## Begin RECORDS SUPPLIED

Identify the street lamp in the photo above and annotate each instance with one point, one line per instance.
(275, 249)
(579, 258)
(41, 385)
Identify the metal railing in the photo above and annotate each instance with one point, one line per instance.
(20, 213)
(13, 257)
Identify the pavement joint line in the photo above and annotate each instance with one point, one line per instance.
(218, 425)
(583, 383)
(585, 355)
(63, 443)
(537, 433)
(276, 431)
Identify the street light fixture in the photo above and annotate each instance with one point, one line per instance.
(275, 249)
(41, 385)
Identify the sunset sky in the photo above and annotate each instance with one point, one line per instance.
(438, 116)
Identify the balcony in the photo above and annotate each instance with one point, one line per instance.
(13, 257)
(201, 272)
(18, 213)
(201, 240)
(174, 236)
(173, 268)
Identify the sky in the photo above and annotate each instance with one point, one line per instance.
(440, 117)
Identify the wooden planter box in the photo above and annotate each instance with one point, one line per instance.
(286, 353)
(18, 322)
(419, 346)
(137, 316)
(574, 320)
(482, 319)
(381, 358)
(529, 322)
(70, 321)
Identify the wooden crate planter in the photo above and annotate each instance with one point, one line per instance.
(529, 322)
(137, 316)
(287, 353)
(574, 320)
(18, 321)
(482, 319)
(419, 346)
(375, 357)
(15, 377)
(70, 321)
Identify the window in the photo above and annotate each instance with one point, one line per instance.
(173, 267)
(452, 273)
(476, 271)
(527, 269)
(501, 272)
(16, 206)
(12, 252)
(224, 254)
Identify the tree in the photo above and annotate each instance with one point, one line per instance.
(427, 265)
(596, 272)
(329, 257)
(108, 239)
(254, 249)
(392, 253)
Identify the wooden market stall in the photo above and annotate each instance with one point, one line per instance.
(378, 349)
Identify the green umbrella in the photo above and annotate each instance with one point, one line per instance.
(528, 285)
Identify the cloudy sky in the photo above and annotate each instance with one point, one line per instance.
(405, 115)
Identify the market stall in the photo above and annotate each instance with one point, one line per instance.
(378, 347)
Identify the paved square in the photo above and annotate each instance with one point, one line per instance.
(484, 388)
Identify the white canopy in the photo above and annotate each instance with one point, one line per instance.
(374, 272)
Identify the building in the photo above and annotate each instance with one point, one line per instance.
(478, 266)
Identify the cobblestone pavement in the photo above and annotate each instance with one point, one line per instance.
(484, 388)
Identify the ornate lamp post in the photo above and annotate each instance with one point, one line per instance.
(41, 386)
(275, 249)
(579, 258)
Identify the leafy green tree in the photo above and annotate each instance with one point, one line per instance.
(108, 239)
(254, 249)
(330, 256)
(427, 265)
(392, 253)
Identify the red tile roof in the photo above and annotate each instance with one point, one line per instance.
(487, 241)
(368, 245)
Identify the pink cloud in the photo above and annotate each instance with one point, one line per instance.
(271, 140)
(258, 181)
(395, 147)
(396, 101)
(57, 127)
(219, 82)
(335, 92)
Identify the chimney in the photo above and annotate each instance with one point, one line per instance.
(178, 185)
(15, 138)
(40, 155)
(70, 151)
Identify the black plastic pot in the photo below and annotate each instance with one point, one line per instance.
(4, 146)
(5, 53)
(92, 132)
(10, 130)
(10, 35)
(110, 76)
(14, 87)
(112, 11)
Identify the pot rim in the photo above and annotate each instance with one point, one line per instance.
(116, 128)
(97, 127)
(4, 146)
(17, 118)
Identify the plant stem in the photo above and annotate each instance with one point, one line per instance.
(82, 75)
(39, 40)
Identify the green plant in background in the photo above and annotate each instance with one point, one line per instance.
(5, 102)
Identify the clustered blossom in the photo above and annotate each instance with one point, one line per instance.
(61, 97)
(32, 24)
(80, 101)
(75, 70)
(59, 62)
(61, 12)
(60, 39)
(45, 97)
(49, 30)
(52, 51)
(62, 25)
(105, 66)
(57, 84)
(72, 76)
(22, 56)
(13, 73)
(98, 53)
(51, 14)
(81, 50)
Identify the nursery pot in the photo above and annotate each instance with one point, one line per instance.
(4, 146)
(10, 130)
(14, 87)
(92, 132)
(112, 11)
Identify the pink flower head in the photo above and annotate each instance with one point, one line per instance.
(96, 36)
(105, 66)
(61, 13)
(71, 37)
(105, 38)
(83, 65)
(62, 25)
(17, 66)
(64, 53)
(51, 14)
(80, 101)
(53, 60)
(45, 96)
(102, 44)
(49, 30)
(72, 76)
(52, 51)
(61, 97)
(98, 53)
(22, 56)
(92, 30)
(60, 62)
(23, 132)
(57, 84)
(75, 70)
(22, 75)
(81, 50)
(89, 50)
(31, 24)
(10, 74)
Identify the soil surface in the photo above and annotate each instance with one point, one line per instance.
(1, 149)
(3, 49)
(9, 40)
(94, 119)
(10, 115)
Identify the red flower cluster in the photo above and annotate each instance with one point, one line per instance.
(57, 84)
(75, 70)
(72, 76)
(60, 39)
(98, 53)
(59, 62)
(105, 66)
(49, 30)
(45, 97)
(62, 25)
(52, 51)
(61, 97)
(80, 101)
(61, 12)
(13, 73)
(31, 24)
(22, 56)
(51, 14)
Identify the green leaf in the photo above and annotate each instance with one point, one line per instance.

## End RECORDS SUPPLIED

• [GOAL] Change each "Identify" in the lines above to "Locate", then give all the lines again with nothing else altered.

• [RESULT FOR THIS TASK]
Locate the street lamp in the photo above and annotate each instance with one point, one line per instance.
(275, 249)
(579, 258)
(41, 385)
Locate the metal railing in the photo above and annotate each instance with one point, one line per instance.
(20, 213)
(13, 257)
Locate the pavement joint line in the photo above and annotate each instance with one point, one line per instance.
(218, 425)
(583, 383)
(585, 355)
(63, 443)
(537, 433)
(276, 431)
Locate the street light fixture in the photo above and annotate each instance with one point, one line per instance.
(275, 249)
(41, 385)
Locate the sunset sky in the photo above and annotate each instance with one point, one line per instance.
(438, 116)
Locate the balcony in the photo above and annotate each instance with one point, one line per instance.
(13, 257)
(201, 272)
(18, 213)
(201, 240)
(174, 236)
(173, 268)
Locate the sky in the photo above and annotate each instance with one point, one line per instance.
(440, 117)
Locate the wooden planter box in the photo above and annotate each instance with one point, one line per instance.
(286, 353)
(18, 322)
(419, 346)
(137, 316)
(574, 320)
(482, 319)
(381, 358)
(529, 322)
(70, 321)
Locate the wooden crate planter in the photo above and annotate each instance with one point, one line per instance.
(529, 322)
(137, 316)
(287, 353)
(574, 320)
(18, 321)
(482, 319)
(419, 346)
(375, 357)
(15, 377)
(70, 321)
Locate the window in the photo above and annotate each instance with one point, one line per instance.
(173, 267)
(452, 273)
(476, 271)
(527, 269)
(501, 272)
(16, 206)
(12, 252)
(224, 254)
Locate the tree in the photo above and annotate each instance with one point, one line per instance.
(427, 265)
(596, 272)
(329, 257)
(108, 239)
(254, 249)
(392, 253)
Locate the wooden market stall in the photo above and annotate each instance with one point, one line per instance.
(378, 349)
Locate the green umbrella in the photo above and annotate each instance with one point, one line per instance.
(528, 285)
Locate the cloudy sky in the photo above and annotate each instance with one point, one line per instance.
(405, 115)
Locate the market stall in the photo above and annotate each instance with one point, one line per instance.
(378, 347)
Locate the paved square in the photo above and annotate each instance with one point, one line per instance.
(484, 388)
Locate the white canopy in the photo above and annotate each instance with one point, one line per instance.
(374, 272)
Locate the building in the photo above and annotate each instance with one point, one line per instance.
(478, 266)
Locate the cobblestone pavement in the photo above and annotate each instance with one point, one line per instance.
(484, 388)
Locate the ornate lamp post in the photo above and annotate each instance with one point, one line per instance.
(41, 386)
(275, 249)
(579, 258)
Locate the leafy green tree in the photo above and annotate each instance with one point, one line per instance.
(108, 239)
(254, 249)
(330, 256)
(427, 265)
(392, 253)
Locate the red tile roof in the photo above and annotate each instance with one point, one line per instance.
(487, 241)
(368, 245)
Locate the pink cloud in the photo above and annotate each instance with one point, one line per instance.
(271, 140)
(258, 181)
(395, 147)
(396, 101)
(57, 127)
(219, 82)
(335, 92)
Locate the chimney in the photo above and annotate each instance with one point, one line per instance.
(178, 185)
(15, 138)
(40, 155)
(70, 151)
Locate the black plastic pot in the photo below and annotate each instance with one point, one line per instance.
(4, 146)
(5, 53)
(92, 132)
(10, 130)
(10, 35)
(110, 76)
(14, 87)
(112, 11)
Locate the pot rim in the photo above and annotate each instance with one point, one line per instance.
(116, 128)
(97, 127)
(4, 146)
(17, 118)
Locate the plant stem in the photo above and annotate each instance with one point, one line per instance.
(82, 75)
(39, 40)
Locate the green plant in background in the photo above and annotate each instance with one point, one line per instance.
(5, 102)
Locate the clustered blossom in the photo above and annotate each instance with one point, one line per instance.
(61, 97)
(32, 24)
(80, 101)
(75, 70)
(59, 62)
(61, 12)
(60, 39)
(45, 97)
(49, 30)
(52, 51)
(62, 25)
(105, 66)
(57, 84)
(72, 76)
(22, 56)
(13, 73)
(98, 53)
(51, 14)
(81, 50)
Locate the nursery pot in the photo above and annotate each instance with one point, one line per instance.
(4, 146)
(10, 130)
(14, 87)
(92, 132)
(112, 11)
Locate the pink flower head in the photo above and annotate each instance with one point, one line per instance.
(96, 36)
(105, 66)
(61, 13)
(71, 37)
(105, 38)
(83, 65)
(62, 25)
(17, 66)
(64, 53)
(51, 14)
(80, 101)
(53, 60)
(45, 96)
(102, 44)
(49, 30)
(72, 76)
(52, 51)
(61, 97)
(98, 53)
(22, 56)
(92, 30)
(60, 62)
(23, 132)
(57, 84)
(75, 70)
(22, 75)
(81, 50)
(89, 50)
(31, 24)
(10, 74)
Locate the soil surface in the photo above and annotate each instance with one point, one line per instance.
(1, 149)
(3, 49)
(9, 40)
(94, 119)
(10, 115)
Locate the red flower cluster in the photo above and annotate each instance with one point, one line per instance.
(57, 84)
(75, 70)
(72, 76)
(60, 39)
(98, 53)
(59, 62)
(105, 66)
(49, 30)
(45, 97)
(62, 25)
(52, 51)
(61, 97)
(80, 101)
(61, 12)
(13, 73)
(31, 24)
(22, 56)
(51, 14)
Locate the green leaf in the photo above and annotate each instance with one point, one line per instance.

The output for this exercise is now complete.